> _Исходный текст_
_ _ _ _

И все же, если вернуться к вопросу, что объединяет обе книги, на мой взгляд, это насильственная и навязанная инфантилизация человека. Так, государство говорит своему гражданину, что оно лучше знает, как ему восстановить свое достоинство на мировой арене, а людям надо потерпеть, потому что они скорее всего просто не понимают, в чем причина происходящего. Например, если тебе не нравятся последствия санкций, ты просто ведешь себя как ребенок, ты не понимаешь, что санкции – это результат того, что твоя страна заявила о своем поруганном достоинстве. Ты думаешь, что государство не думает о тебе, а на самом деле оно думает, оно о тебе таким образом заботится, но ты слишком неразумен, чтобы это понять. Точно так же ведет себя врач по отношению к пациенту: он заботится, но по-своему, так, как он считает нужным. Это такая суровая и радикальная забота, которая, по сути, ставит пациента перед ультиматумом – лечись так или никак. И здесь мало кого интересует достоинство отдельной личности. Врач сам знает, какая забота нужна пациенту. А что во время гинекологического осмотра открыли дверь в коридор – это не беда. Что роженице не объясняют, какое лекарство ей вводят и зачем, считается нормальным, потому что врач знает, как лучше. Взаимодействия медицинского сотрудника, обладающего экспертным знанием, и пациента – лишь миниатюрная копия отношений государства и гражданина. В обоих случаях человек превращается из субъекта в объект и лишается самостоятельности. И даже если граждане объединяются, чтобы отстоять свои права, их вряд ли кто-то будет воспринимать всерьез. Так государство не восприняло всерьез «разгневанных горожан» в 2011–2012 годах (статья Олега Хархордина), объясняя ситуацию незрелостью и малочисленностью вышедших на улицу. Точно так же не восприняли всерьез объединившихся пенсионеров в доме престарелых, ссылаясь на их старческую психологическую неуравновешенность (статья Алии Низамовой и Елены Здравомысловой).
Итак, если бы власти прислушивались к рекомендациям социальных исследователей, то ключевой посыл, который они должны были бы воспринять, – это необходимость заботы о достоинстве каждого отдельного гражданина уже сейчас.

_ _ _ _

> _Представленные материалы_
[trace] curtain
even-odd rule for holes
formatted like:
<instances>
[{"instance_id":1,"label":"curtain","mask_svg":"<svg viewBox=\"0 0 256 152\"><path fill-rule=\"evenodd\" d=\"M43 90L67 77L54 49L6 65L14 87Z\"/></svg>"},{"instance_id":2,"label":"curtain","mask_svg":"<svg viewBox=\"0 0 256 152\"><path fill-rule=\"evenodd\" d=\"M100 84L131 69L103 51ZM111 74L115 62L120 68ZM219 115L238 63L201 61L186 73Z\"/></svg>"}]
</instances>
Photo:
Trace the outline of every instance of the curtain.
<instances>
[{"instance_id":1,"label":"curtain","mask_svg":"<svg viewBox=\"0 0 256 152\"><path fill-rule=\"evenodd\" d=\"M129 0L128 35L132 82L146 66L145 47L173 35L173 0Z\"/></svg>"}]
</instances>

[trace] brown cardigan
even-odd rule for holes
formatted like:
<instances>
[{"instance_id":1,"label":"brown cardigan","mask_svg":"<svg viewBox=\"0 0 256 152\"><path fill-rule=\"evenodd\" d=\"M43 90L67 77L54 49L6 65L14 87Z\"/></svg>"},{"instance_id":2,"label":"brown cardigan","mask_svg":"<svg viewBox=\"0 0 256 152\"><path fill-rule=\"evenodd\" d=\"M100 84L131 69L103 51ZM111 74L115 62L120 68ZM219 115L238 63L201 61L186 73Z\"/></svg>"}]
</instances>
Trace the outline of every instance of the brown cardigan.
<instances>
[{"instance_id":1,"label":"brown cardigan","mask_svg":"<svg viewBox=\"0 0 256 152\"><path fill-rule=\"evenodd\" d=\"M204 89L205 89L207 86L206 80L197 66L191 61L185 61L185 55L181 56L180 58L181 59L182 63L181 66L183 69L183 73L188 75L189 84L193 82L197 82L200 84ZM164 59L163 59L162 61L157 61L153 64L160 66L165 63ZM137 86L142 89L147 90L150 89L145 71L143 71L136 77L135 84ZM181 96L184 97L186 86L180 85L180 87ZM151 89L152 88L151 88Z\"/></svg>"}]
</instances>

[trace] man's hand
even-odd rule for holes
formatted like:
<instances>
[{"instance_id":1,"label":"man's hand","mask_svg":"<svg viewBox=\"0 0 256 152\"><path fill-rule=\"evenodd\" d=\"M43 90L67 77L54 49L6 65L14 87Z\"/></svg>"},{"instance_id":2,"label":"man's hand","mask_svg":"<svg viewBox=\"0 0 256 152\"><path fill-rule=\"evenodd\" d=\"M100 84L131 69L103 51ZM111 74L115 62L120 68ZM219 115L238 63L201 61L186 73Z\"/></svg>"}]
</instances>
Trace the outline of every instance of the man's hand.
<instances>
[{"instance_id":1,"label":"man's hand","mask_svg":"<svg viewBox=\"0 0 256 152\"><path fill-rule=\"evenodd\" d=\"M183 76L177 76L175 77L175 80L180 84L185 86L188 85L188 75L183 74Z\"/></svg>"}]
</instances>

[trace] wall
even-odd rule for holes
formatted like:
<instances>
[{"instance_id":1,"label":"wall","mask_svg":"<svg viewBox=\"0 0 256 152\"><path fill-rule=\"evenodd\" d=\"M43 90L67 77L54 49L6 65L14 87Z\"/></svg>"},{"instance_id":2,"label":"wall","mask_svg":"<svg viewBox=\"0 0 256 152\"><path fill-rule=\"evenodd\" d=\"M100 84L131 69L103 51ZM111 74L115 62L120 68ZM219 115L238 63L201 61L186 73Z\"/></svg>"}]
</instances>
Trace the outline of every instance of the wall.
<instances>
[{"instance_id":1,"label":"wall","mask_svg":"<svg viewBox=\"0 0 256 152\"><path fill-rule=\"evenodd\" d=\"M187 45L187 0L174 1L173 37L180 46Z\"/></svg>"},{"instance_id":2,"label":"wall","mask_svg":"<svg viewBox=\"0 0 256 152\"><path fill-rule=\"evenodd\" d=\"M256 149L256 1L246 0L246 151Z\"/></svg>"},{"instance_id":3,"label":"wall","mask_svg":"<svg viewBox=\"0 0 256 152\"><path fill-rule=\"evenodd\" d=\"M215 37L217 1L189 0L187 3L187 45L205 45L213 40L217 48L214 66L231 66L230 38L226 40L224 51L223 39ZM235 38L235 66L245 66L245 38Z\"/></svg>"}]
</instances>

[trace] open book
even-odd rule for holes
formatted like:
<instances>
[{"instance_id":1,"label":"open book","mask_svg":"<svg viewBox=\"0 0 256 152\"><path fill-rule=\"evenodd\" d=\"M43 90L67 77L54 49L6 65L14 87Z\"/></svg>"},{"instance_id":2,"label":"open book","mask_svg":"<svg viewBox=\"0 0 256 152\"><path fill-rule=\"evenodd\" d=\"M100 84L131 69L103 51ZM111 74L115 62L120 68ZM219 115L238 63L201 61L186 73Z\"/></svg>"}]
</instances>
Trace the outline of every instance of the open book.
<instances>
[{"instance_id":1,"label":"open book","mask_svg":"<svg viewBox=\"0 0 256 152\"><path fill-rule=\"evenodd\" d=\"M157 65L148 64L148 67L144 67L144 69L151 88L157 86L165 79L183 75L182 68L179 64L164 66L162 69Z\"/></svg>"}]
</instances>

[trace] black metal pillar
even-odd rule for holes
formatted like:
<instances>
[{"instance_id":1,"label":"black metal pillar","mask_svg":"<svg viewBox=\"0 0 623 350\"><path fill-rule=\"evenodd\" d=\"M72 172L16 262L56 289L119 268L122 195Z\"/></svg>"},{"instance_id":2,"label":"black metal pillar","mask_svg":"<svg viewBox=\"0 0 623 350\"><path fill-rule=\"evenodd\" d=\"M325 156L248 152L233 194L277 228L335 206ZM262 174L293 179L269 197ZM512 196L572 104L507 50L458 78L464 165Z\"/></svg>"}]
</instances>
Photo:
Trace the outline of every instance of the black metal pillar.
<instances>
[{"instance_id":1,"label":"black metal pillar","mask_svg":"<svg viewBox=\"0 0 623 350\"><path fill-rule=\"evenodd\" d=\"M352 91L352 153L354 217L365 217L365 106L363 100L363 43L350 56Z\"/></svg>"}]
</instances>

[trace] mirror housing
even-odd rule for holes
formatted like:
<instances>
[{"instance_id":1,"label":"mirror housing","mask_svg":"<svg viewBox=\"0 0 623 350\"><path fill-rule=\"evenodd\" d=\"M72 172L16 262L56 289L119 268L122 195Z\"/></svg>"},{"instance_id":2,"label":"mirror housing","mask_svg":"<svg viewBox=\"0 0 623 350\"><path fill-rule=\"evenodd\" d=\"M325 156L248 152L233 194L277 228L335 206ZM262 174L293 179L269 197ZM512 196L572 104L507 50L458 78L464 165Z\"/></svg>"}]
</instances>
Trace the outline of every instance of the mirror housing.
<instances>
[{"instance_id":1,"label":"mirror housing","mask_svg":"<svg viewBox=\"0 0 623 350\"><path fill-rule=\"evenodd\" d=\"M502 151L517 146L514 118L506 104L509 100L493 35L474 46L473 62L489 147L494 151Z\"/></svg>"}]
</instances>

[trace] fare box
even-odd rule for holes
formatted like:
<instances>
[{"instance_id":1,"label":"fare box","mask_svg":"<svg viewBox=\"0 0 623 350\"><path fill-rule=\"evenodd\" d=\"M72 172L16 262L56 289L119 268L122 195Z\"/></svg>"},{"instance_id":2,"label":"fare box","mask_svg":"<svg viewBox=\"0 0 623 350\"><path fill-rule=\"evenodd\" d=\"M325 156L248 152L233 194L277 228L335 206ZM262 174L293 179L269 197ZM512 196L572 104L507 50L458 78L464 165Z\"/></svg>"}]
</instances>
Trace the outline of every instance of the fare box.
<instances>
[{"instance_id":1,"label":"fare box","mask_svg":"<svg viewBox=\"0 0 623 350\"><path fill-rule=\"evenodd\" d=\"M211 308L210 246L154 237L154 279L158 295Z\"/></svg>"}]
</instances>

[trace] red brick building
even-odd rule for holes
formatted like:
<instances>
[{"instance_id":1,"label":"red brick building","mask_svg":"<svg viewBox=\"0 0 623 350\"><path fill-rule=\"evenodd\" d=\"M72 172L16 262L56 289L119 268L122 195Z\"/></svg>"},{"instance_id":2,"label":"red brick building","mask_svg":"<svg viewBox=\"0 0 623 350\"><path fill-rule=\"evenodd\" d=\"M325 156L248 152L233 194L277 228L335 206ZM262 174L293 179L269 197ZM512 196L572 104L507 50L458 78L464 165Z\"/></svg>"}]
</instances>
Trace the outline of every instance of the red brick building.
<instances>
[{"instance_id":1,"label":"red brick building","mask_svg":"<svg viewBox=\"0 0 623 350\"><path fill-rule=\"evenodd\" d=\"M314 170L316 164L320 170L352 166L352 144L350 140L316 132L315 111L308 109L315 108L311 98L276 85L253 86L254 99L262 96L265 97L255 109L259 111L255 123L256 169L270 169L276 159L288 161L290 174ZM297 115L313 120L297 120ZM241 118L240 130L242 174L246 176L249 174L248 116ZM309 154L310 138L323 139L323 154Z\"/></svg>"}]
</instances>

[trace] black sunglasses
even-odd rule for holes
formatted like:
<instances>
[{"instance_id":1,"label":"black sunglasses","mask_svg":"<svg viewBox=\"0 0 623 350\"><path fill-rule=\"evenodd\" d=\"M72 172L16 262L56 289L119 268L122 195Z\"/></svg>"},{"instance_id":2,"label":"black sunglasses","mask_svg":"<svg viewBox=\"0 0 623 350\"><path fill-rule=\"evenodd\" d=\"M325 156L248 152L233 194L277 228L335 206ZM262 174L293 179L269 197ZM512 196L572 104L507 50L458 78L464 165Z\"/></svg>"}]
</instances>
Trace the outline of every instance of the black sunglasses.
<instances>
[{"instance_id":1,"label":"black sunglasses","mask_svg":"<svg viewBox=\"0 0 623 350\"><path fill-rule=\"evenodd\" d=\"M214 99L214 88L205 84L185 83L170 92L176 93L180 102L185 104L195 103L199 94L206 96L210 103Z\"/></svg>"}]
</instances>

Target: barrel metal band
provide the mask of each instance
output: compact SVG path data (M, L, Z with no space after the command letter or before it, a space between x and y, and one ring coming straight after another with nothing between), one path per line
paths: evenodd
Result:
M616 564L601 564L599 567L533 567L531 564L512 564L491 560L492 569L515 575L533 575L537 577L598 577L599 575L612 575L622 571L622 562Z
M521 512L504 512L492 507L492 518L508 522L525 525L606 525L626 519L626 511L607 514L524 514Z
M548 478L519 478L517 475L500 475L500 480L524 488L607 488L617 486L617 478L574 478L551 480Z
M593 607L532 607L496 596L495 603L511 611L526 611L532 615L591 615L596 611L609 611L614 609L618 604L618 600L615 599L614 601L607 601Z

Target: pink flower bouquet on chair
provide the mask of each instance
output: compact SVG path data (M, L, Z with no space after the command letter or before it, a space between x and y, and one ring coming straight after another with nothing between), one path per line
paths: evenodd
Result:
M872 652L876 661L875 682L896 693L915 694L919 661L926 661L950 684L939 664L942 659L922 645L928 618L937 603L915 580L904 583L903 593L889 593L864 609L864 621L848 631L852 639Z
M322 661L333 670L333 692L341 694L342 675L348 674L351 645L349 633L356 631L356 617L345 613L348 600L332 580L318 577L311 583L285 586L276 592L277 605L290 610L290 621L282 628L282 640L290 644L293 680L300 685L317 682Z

_ _ _ _

> _Задания для выполнения_
a – Перепишите фрагмент исходного текста, начиная со слов «Итак, если бы» и вплоть до слов «гражданина уже сейчас.» включительно.
b – Какой ключевой посыл, согласно исходному тексту, должны были бы воспринять власти, если бы прислушивались к рекомендациям социальных исследователей?

> _Ответы к заданиям_
a –
Итак, если бы власти прислушивались к рекомендациям социальных исследователей, то ключевой посыл, который они должны были бы воспринять, – это необходимость заботы о достоинстве каждого отдельного гражданина уже сейчас.

b – Необходимость заботы о достоинстве каждого отдельного гражданина уже сейчас.